* [What you need to do]:
Transcribe precisely those lines of the listing that fall between the line containing "Pin each instance of the fluorescent" and the last line, inclusive of both.

* [Record set]:
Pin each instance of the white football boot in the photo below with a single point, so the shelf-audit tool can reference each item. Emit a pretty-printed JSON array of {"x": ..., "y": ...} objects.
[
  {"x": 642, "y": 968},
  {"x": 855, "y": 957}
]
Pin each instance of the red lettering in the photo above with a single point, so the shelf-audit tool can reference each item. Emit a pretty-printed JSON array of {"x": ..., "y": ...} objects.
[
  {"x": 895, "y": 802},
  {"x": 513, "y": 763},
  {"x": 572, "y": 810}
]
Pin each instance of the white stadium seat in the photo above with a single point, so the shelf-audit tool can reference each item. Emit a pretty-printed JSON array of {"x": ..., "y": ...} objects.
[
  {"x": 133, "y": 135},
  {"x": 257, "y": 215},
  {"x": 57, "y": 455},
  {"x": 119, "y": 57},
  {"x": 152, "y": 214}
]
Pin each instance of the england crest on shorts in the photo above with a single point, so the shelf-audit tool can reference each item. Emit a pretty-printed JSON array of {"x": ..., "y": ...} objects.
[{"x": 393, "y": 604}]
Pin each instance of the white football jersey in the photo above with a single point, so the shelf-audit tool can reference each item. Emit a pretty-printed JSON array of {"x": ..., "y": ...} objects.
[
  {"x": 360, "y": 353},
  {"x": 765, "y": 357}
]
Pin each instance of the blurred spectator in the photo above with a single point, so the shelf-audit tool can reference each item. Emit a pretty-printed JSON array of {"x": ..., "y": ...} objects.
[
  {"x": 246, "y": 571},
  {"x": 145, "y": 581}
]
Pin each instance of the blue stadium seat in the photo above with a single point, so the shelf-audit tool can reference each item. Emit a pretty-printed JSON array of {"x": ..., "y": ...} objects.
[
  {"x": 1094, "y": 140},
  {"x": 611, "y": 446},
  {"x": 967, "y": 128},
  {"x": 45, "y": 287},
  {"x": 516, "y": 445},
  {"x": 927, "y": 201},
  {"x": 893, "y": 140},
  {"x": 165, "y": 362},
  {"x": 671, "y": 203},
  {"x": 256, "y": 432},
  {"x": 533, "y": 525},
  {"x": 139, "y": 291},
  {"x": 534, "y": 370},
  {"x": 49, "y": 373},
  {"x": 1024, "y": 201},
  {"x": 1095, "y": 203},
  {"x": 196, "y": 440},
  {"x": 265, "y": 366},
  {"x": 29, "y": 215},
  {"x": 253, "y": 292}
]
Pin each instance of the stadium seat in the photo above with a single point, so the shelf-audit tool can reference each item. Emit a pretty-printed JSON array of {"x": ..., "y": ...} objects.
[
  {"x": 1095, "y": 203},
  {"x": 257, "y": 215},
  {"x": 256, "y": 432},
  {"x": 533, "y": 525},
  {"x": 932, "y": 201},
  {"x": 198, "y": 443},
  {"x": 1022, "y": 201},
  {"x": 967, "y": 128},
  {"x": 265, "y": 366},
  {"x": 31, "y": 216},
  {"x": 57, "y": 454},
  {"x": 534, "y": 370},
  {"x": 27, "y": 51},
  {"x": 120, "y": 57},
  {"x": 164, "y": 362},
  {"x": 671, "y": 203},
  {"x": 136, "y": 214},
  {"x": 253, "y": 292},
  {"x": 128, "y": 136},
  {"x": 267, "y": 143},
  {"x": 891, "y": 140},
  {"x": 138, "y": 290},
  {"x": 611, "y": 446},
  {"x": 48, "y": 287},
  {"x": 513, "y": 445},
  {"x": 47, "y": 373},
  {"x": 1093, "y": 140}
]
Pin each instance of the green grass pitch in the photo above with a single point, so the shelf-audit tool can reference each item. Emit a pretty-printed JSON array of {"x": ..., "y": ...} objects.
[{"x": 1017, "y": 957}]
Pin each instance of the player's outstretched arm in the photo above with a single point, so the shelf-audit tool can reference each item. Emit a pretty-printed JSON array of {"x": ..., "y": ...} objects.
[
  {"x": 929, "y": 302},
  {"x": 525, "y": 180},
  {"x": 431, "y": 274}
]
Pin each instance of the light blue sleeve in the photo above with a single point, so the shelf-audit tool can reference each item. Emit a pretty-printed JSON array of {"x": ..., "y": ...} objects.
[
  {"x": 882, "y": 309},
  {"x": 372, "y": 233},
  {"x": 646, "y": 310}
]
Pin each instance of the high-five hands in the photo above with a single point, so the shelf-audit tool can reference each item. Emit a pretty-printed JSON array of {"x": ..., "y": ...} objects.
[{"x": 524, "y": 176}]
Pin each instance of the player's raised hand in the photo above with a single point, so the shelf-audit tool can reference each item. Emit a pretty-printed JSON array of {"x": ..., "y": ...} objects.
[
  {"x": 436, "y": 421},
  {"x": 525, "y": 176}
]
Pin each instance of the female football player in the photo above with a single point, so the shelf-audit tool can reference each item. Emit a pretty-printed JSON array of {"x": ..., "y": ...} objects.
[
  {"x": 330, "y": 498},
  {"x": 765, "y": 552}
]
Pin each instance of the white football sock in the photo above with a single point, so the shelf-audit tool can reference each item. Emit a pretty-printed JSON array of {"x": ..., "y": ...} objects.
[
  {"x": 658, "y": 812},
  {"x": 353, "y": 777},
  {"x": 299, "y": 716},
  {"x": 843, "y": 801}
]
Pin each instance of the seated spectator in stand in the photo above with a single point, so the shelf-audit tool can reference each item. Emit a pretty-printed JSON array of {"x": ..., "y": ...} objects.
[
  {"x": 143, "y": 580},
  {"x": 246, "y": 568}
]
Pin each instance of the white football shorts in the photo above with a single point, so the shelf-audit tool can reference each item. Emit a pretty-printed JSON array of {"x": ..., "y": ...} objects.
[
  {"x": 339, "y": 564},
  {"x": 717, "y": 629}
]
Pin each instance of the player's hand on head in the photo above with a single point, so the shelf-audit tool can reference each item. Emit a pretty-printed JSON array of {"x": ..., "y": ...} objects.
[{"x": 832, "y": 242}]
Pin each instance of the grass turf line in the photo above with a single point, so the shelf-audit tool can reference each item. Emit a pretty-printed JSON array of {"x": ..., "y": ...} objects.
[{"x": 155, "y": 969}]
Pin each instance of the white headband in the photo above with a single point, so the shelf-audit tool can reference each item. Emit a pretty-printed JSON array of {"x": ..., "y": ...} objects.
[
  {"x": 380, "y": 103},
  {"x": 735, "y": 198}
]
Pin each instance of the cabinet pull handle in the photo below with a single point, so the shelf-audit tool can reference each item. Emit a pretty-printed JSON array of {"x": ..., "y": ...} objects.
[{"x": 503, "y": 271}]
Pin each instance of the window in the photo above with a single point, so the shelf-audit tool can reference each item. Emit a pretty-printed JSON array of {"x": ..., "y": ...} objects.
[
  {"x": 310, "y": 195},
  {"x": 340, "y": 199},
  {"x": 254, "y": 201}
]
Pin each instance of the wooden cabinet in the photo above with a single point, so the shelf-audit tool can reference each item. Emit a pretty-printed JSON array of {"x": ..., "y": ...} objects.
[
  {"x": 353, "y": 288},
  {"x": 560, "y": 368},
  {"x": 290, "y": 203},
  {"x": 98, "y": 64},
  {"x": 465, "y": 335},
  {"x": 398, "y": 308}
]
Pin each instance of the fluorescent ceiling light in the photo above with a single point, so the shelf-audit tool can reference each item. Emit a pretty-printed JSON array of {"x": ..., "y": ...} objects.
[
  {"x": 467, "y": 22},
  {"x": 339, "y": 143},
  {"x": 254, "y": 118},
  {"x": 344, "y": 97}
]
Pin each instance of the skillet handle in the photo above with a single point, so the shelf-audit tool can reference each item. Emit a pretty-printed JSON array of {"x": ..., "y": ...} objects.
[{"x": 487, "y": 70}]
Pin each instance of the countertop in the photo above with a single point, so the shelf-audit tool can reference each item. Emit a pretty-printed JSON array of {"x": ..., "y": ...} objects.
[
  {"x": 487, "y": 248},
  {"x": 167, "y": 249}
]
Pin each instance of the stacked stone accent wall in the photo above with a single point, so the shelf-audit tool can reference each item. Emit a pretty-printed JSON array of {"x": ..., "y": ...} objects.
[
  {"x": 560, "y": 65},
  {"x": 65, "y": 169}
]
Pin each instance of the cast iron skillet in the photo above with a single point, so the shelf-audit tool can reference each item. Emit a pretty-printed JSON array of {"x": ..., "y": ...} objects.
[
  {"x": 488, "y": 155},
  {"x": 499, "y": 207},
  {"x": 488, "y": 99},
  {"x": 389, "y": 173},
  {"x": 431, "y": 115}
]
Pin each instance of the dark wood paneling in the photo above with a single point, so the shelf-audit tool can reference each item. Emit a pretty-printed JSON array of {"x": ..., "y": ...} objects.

* [Written solution]:
Pin each instance of the fluorescent ceiling light in the photo above with a single point, so the shelf-audit tool can reference each item. Emit a pretty-printed JSON array of {"x": ..., "y": ...} objects.
[
  {"x": 467, "y": 22},
  {"x": 339, "y": 143},
  {"x": 254, "y": 118},
  {"x": 344, "y": 97}
]
Pin each instance of the skillet handle in the photo above with a single point, so the shelf-audit tool can reference each item. Emit a pretty-printed JSON array of {"x": ..., "y": ...} objects.
[{"x": 487, "y": 70}]
Pin each instance of the countertop in the photo above with a single point, so the shelf-audit tool can reference each item. Emit a pretty-printed JSON array of {"x": ..., "y": ...} objects.
[
  {"x": 487, "y": 248},
  {"x": 167, "y": 249}
]
Pin each instance of the stacked stone accent wall in the photo above with a single point, so the shelf-audit tool can reference each item. Emit a pretty-printed JSON array of {"x": ..., "y": ...} objects.
[
  {"x": 560, "y": 65},
  {"x": 65, "y": 169}
]
Pin each instance of the cast iron skillet in the photo above with a single point, so the shelf-audit tool can reference each item. Emit a pretty-printed JSON array of {"x": ..., "y": ...} objects.
[
  {"x": 488, "y": 155},
  {"x": 499, "y": 207},
  {"x": 488, "y": 99},
  {"x": 389, "y": 173},
  {"x": 431, "y": 115}
]
Pin each instance of the dark wood paneling in the photo above with a single point, so the shelf-audit tool can reference each item. Emit a pretty-printed JSON array of {"x": ..., "y": ...} objects.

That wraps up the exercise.